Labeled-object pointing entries
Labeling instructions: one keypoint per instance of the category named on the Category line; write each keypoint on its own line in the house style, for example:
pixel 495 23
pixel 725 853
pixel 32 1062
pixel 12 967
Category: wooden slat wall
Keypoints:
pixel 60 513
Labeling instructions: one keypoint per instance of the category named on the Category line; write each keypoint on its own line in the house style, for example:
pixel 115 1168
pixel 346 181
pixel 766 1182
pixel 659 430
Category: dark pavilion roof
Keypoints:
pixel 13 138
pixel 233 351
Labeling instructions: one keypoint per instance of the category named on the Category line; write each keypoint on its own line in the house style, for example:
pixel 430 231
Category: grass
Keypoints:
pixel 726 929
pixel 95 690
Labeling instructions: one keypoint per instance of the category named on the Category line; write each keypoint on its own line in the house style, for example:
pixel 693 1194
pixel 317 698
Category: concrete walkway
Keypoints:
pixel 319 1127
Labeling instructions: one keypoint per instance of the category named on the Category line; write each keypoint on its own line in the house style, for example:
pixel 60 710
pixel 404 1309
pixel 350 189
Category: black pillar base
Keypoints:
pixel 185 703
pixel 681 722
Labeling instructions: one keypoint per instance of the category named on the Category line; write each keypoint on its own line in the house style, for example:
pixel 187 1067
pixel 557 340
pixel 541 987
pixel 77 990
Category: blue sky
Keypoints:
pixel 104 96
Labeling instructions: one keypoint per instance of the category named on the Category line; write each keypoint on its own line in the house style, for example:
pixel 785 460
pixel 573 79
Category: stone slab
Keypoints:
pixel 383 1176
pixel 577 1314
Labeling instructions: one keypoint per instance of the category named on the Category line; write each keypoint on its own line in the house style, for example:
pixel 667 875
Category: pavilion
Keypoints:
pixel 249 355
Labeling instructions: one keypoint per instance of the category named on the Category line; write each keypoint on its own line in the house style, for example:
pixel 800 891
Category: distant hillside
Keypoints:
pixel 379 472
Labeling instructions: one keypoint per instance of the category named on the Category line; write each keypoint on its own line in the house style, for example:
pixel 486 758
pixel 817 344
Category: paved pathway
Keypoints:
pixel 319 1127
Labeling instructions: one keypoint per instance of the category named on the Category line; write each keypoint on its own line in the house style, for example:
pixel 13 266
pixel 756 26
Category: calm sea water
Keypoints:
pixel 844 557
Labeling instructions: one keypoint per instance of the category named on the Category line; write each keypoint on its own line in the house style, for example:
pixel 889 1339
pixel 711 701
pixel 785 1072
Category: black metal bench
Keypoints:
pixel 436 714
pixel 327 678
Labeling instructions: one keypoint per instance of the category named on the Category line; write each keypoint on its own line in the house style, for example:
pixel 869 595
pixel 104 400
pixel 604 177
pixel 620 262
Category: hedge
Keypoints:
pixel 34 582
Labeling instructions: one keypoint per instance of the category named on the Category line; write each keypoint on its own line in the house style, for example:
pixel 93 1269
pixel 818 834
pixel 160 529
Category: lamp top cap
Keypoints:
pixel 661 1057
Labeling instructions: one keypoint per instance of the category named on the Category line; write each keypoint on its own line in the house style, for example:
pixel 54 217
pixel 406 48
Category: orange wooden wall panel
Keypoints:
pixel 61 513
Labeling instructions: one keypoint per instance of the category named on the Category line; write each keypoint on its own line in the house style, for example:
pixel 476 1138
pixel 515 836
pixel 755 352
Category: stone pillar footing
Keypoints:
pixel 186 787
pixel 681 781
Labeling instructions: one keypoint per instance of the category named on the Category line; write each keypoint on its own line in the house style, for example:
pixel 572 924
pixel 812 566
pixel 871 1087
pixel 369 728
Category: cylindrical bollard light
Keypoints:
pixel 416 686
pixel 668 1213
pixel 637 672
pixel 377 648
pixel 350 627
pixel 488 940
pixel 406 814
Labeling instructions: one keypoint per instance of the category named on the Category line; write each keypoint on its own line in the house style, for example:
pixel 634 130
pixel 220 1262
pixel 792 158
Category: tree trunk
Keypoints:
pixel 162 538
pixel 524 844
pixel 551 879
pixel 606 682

■ TASK REQUIREMENTS:
Write out all the entries above again, putting "team format" in place of every "house style" and leaving everything else unchanged.

■ FINISHED ANSWER:
Labeling instructions: one keypoint per instance of the category named on the Category line; write each keypoint on its own line in the team format, for example:
pixel 495 23
pixel 725 853
pixel 32 1062
pixel 12 967
Category: wooden slat wall
Keypoints:
pixel 60 513
Labeling instructions: one keypoint per instance of the category named on the Category line; write each keypoint on its own line in the team format, for example:
pixel 115 1168
pixel 346 181
pixel 766 1182
pixel 659 430
Category: dark pavilion roof
Keypoints:
pixel 13 138
pixel 233 351
Labeling instructions: one keypoint per instance of the category named on the Category line; write each keypoint on its own line in the team format, for example:
pixel 430 231
Category: grass
Keypoints:
pixel 726 929
pixel 95 690
Labeling instructions: one keypoint per instance of the category named on the Category line; write each keypoint on its own line in the team format, for example:
pixel 693 1194
pixel 317 698
Category: concrete walkway
Keypoints:
pixel 319 1127
Labeling instructions: one keypoint per instance of the category named on the Category line; write each keypoint on its own line in the team format, for example:
pixel 60 710
pixel 404 1309
pixel 350 189
Category: black pillar base
Keypoints:
pixel 185 703
pixel 681 722
Labeling instructions: one keypoint per instance of the category named on the Category line; write each keypoint on its own line in the team format, for example:
pixel 187 1067
pixel 557 340
pixel 541 987
pixel 77 990
Category: blue sky
Keypoints:
pixel 104 96
Labeling instructions: one keypoint per instance of the category named on the Category line; write each keypoint on its own line in the team format, for example:
pixel 785 460
pixel 573 79
Category: stone slab
Keypoints:
pixel 383 1176
pixel 577 1314
Labeling instructions: one keypoint per instance of the category named on the Category line; write each keypoint on its own line in the team format, for example:
pixel 667 875
Category: pavilion
Keypoints:
pixel 249 355
Labeling instructions: one keypoint per instance of the category named on the Category line; write each keypoint on its own line in the team format, for example:
pixel 800 891
Category: distant hillside
Keypoints:
pixel 379 472
Labeling instructions: one keypoint per instance of the category named on the Category line; write each keypoint on its own line in the team format, for example:
pixel 486 758
pixel 817 344
Category: paved pathway
Keypoints:
pixel 319 1127
Labeling instructions: one keypoint per instance of the category named on the Category line; write each keypoint on its own line in the team format, for example:
pixel 13 266
pixel 756 26
Category: calm sea water
Keypoints:
pixel 844 557
Labeling instructions: one keypoint per instance of the category named on the Category line; write each keypoint on its own line in the team format, for example:
pixel 889 1339
pixel 711 701
pixel 785 1072
Category: black metal bench
Keypoints:
pixel 436 714
pixel 327 678
Labeling instructions: one keypoint per instance of the category named on the Category line; write each keypoint on its own line in the team format, for example:
pixel 869 595
pixel 104 400
pixel 604 177
pixel 620 262
Category: hedge
Keypoints:
pixel 34 582
Labeling instructions: one keypoint per instance of the category named on the Category line; write each keypoint on its own line in the team format, for example:
pixel 93 1269
pixel 818 834
pixel 160 529
Category: lamp top cap
Keypoints:
pixel 661 1057
Labeling instructions: one keypoint per instance of the category named on the Category line; write each keypoint on its own line in the team format, for example:
pixel 54 217
pixel 406 48
Category: orange wooden wall panel
Keypoints:
pixel 61 513
Labeling instructions: one keypoint per instance of the category named on the Category line; write each keypoint on its own line in the team format, for example:
pixel 476 1138
pixel 515 836
pixel 755 352
Category: stone pillar footing
Keypoints:
pixel 186 787
pixel 681 781
Labeling instructions: one keypoint per instance of the category named on the Category line; write each keypoint on its own line in the team format, for example:
pixel 572 924
pixel 812 566
pixel 871 1087
pixel 369 728
Category: cylindrical bollard light
Keypoints:
pixel 416 686
pixel 668 1213
pixel 637 672
pixel 377 648
pixel 350 627
pixel 488 940
pixel 406 814
Labeling instructions: one keypoint per instance of the category named on the Category line; write each keypoint on its own line in the team format, for example:
pixel 634 130
pixel 220 1262
pixel 792 158
Category: tree trunk
Keypoints:
pixel 162 538
pixel 524 844
pixel 551 879
pixel 606 682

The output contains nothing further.